:: TEXTO APRESENTADO

Biólogo, doutorado em Evolução, Luís M. Vicente estuda o comportamento animal há mais de quatro décadas. Ao longo destes anos, estabeleceu amizade com um polvo “que vivia perto da fortaleza da Berlenga”, uma moreia na muralha vulcânica da Praia da Luz “que se vendia por uma salsicha”, uma osga na Selvagem Grande e “com uma aranha nervosa numa ilha perdida no meio do nada”. Agora, em “Touro como nós” (Pergaminho), um “livro triste” sobre o sofrimento animal, faz uma abordagem científica de um tema polémico e fraturante. “Seria muito desagradável se ainda tivéssemos gladiadores ou autos de fé no Rossio, que faziam parte da cultura de Lisboa no século XVIII. Toda a gente ia ver queimar bruxas ao Rossio. A mutilação genital feminina em certas zonas de África é cultura e é algo contra o qual lutamos. Nem tudo o que é cultura ou tradição cultural pode ser apoiado e preservado. Há todo um conjunto de direitos que têm de ser garantidos”, diz-nos.

::::

EXERCÍCIOS PROPOSTOS.
**a)** Segundo o texto apresentado, há quanto tempo Luís M. Vicente estuda o comportamento animal?
**b)** Indique se cada afirmação está de acordo com o texto apresentado, citando as palavras que o decidem: (i) O livro “Touro como nós” foi publicado pela Pergaminho. (ii) A osga de que o biólogo se tornou amigo vivia na Berlenga. (iii) Para o biólogo, tudo o que é tradição cultural deve ser preservado.
Responda recorrendo unicamente ao texto.

:: CONTEÚDO DOS REGISTOS

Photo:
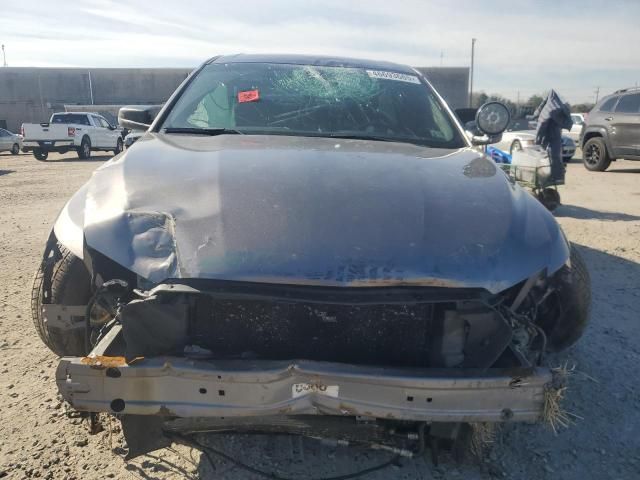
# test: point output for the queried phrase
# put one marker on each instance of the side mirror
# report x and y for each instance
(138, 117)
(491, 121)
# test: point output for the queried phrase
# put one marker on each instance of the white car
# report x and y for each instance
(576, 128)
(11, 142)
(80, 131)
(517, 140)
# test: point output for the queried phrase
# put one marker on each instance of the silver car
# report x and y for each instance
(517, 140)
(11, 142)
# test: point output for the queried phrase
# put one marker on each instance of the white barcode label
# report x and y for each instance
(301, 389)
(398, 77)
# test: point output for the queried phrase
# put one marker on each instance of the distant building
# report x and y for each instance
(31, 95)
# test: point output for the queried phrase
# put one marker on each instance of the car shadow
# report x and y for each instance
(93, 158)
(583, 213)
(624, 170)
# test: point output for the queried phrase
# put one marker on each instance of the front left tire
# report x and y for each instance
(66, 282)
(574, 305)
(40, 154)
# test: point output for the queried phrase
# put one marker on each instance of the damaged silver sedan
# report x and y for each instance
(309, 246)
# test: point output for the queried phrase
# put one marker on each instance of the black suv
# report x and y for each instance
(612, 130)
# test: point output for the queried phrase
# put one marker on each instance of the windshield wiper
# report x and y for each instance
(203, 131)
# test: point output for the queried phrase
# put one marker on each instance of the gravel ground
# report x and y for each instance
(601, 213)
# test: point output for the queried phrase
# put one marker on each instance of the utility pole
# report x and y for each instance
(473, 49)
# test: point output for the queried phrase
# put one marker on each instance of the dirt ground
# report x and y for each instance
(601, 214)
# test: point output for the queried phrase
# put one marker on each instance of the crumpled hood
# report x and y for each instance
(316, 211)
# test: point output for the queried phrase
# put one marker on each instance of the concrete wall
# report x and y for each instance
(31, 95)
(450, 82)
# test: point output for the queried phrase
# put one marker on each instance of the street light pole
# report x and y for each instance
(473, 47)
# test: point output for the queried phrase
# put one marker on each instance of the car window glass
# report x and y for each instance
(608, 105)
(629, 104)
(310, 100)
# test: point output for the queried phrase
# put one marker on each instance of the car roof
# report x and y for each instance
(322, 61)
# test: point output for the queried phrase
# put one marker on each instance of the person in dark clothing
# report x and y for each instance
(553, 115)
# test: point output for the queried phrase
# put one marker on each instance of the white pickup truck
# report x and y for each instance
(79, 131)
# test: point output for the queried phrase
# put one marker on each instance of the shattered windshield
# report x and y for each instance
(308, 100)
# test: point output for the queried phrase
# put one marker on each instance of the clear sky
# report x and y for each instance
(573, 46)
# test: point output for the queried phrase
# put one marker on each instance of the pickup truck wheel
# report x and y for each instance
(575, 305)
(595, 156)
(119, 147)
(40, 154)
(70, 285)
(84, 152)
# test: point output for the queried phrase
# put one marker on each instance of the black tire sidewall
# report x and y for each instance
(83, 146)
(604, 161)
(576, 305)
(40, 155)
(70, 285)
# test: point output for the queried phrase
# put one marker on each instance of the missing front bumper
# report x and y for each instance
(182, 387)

::::

LISTA DE RESPOSTAS.
**a)** Há mais de quatro décadas.

**b)**
(i) Sim: “em “Touro como nós” (Pergaminho)”.
(ii) Não: “uma osga na Selvagem Grande”.
(iii) Não: “Nem tudo o que é cultura ou tradição cultural pode ser apoiado e preservado.”